> [GIVEN PROBLEM] Turn the items below into a numbered list, skipping blank lines and leaving out the pictures.

──────

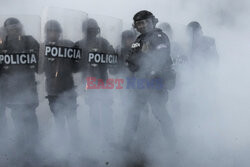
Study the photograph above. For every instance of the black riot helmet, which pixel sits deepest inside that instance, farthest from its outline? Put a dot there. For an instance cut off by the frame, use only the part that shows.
(144, 21)
(128, 37)
(166, 28)
(91, 27)
(52, 30)
(13, 27)
(194, 29)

──────

> [FINAL RESULT]
1. Study the photograph above. For every instance of the black riot helmet, which pixel sits deepest inside that instance, farthest from its outline? Put a dot there. For an instance cut off by the frame, use only the part that shows.
2. (144, 21)
3. (128, 37)
4. (166, 28)
5. (91, 27)
6. (52, 30)
7. (13, 27)
8. (194, 29)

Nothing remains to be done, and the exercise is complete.